Stored data entries |
○ ○ ○

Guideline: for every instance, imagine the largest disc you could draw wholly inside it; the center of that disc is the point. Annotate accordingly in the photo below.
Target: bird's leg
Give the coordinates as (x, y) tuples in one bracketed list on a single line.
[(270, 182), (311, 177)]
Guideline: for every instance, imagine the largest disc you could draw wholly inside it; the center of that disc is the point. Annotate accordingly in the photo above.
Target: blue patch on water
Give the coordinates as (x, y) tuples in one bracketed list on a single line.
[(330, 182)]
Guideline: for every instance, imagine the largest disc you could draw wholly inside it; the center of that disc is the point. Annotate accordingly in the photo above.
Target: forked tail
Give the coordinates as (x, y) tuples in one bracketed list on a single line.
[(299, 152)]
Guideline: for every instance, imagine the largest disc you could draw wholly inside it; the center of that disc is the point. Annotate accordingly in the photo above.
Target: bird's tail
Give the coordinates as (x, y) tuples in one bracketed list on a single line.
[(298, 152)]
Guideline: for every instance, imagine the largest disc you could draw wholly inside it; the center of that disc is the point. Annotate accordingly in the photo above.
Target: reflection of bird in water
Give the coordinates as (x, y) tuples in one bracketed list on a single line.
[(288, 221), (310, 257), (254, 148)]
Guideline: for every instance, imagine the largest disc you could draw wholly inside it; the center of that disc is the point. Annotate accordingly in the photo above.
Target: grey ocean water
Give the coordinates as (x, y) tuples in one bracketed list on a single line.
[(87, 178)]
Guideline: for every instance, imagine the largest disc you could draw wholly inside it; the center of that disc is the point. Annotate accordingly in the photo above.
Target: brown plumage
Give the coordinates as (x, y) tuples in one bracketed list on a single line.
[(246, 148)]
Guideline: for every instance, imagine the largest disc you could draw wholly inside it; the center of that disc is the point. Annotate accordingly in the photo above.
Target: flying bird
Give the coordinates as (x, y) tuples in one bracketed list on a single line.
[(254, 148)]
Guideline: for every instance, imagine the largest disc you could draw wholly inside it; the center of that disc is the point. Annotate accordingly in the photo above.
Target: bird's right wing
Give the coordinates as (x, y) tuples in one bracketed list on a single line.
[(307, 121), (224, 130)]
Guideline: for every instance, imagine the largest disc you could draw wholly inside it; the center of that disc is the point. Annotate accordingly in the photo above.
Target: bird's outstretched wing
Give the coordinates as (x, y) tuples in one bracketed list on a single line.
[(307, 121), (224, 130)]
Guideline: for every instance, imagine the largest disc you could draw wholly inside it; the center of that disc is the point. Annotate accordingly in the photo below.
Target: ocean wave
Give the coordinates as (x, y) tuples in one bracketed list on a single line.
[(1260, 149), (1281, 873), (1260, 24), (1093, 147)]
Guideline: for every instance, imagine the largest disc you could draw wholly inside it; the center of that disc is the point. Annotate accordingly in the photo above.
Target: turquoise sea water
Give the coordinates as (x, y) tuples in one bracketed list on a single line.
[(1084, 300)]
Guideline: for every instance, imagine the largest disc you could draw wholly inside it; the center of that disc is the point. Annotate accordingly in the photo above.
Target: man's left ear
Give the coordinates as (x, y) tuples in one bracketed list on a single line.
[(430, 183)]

○ ○ ○

Within the data above, how many lines contain "wing"? Respond with the tally alone.

The completed task | 2